Directive 1: Pull from the Long Tom and Chalker sites text the passage starting with "Data recovery investigations" and going on through "500 years ago.", copying it word for word.
Directive 2: In the Long Tom and Chalker sites text, what river's floodplain are the two sites located on?

Provided passage:

10 Jan 2008, 12:21pm
Cultural Landscapes Native Cultures
by admin

The Long Tom and Chalker Sites

O’Neill, Brian L. , Thomas J. Connolly, and Dorothy E. Freidel, with contributions by Patricia F. McDowell and Guy L. Prouty. A Holocene Geoarchaeological Record for the Upper Willamette Valley, Oregon: The Long Tom and Chalker Sites. University of Oregon Anthropological Papers 61, Published by the Museum of Natural History and the Department of Anthropology, University of Oregon, Eugene. 2004.

Abstract:

Data recovery investigations at two prehistoric sites were prompted by the Oregon Department of Transportation’s realignment of the Noti-Veneta segment of the Florence to Eugene Highway (OR 126) in Lane County, Oregon. The Long Tom (35LA439) and Chalker (35LA420) archaeological sites are located on the floodplain of the Long Tom River in the upper Willamette Valley of western Oregon. Investigations at these sites included an examination of the geomorphic setting of the project to understand the processes that have shaped the landscape and to which its human occupants adapted. The cultural components investigated ranged in age between about 10,000 and 500 years ago.

Data lines:
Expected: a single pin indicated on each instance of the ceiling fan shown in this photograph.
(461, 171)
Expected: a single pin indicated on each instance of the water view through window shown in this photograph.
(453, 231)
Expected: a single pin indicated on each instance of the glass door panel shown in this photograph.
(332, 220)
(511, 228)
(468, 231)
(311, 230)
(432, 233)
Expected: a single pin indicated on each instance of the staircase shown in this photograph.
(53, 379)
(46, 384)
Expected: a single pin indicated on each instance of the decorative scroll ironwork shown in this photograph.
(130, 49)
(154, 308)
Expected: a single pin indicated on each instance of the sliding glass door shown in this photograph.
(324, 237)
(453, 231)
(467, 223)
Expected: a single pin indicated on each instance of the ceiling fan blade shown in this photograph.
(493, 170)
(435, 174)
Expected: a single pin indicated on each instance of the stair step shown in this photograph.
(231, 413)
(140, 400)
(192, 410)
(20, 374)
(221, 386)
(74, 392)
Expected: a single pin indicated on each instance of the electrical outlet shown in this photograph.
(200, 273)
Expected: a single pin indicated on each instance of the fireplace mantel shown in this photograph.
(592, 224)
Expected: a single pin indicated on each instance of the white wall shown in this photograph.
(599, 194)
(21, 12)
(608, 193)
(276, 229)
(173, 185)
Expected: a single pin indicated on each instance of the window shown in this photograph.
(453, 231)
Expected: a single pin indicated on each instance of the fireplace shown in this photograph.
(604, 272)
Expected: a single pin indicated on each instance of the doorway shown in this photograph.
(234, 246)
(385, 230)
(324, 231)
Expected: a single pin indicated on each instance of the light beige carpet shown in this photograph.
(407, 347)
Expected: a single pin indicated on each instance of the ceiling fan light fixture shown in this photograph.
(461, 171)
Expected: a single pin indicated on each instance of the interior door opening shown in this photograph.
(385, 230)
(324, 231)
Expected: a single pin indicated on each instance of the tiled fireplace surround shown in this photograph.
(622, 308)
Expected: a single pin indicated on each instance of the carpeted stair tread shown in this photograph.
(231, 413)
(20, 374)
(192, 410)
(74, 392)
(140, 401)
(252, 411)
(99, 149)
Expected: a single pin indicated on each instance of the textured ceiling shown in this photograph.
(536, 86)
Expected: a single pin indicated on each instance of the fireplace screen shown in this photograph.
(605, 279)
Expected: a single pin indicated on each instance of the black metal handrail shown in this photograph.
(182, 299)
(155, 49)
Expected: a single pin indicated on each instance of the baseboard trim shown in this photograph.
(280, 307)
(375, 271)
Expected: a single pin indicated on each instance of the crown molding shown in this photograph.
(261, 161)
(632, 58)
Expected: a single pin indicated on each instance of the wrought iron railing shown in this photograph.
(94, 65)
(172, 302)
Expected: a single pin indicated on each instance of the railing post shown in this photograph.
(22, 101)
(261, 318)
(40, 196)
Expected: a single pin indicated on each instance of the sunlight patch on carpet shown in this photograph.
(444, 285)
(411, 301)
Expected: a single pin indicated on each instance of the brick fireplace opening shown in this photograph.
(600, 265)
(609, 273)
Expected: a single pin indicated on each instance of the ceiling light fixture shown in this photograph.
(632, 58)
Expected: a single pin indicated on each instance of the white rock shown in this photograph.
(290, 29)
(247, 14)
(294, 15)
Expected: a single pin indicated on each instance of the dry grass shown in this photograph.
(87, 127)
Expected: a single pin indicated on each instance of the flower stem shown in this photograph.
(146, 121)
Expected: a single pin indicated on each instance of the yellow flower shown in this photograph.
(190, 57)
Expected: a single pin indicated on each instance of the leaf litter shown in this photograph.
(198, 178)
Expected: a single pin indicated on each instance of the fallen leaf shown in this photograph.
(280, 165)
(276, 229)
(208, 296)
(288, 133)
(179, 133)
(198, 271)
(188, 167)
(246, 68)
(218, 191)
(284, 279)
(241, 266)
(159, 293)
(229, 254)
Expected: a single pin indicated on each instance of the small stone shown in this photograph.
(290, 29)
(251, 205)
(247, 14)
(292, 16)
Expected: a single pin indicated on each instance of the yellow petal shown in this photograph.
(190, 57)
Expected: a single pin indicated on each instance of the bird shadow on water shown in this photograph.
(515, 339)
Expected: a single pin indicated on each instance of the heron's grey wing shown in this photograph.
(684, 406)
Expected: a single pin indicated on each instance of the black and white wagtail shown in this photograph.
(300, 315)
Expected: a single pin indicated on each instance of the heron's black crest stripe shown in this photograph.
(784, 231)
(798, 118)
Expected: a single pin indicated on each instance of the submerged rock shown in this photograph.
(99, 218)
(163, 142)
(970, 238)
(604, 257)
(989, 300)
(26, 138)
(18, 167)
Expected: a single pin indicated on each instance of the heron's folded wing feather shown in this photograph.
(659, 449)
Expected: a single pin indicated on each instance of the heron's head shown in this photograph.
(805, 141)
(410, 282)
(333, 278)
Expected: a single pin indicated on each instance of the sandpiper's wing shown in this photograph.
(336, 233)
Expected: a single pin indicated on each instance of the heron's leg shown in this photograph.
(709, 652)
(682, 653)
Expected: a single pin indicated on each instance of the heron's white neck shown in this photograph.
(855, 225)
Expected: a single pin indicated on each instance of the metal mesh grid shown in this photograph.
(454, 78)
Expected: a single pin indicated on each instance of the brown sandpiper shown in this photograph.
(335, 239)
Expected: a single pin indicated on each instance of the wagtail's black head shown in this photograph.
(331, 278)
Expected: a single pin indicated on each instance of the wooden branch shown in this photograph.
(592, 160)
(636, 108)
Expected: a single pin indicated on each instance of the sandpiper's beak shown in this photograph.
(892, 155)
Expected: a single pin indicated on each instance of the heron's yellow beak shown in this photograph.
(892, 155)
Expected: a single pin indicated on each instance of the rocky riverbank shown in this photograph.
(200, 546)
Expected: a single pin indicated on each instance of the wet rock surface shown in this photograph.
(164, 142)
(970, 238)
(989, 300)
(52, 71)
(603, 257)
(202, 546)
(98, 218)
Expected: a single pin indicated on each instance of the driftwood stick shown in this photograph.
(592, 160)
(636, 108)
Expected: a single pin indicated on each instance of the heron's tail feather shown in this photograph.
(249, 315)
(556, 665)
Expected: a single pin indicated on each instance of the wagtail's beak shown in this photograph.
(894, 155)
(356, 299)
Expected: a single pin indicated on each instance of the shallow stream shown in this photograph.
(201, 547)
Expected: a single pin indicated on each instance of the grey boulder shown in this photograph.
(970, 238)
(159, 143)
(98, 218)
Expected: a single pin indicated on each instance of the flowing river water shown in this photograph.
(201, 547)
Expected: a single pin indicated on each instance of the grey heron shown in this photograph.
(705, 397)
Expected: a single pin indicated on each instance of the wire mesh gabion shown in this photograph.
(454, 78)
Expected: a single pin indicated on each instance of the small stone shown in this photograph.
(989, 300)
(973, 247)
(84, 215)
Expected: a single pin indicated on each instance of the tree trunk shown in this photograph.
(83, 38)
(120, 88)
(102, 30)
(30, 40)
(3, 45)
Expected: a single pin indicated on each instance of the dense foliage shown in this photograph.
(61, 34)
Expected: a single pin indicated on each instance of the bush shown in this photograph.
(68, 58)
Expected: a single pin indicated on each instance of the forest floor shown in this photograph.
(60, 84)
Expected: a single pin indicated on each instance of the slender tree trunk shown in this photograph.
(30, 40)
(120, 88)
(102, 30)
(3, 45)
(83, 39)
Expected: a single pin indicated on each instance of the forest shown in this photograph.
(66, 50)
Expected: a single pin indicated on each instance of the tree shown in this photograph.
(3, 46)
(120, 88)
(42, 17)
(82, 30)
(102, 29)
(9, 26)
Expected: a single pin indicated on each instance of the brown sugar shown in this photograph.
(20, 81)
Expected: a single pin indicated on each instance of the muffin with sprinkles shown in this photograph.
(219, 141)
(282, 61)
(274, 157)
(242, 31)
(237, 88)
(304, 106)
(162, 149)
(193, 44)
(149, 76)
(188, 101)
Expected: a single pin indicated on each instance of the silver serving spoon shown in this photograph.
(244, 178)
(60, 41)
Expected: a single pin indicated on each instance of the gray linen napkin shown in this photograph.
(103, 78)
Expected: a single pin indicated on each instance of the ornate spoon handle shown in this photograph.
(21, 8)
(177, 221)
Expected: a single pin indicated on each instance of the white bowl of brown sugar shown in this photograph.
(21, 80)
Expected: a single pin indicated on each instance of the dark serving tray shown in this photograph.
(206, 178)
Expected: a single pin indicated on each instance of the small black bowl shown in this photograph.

Answer 1:
Data recovery investigations at two prehistoric sites were prompted by the Oregon Department of Transportation’s realignment of the Noti-Veneta segment of the Florence to Eugene Highway (OR 126) in Lane County, Oregon. The Long Tom (35LA439) and Chalker (35LA420) archaeological sites are located on the floodplain of the Long Tom River in the upper Willamette Valley of western Oregon. Investigations at these sites included an examination of the geomorphic setting of the project to understand the processes that have shaped the landscape and to which its human occupants adapted. The cultural components investigated ranged in age between about 10,000 and 500 years ago.

Answer 2: The Long Tom River.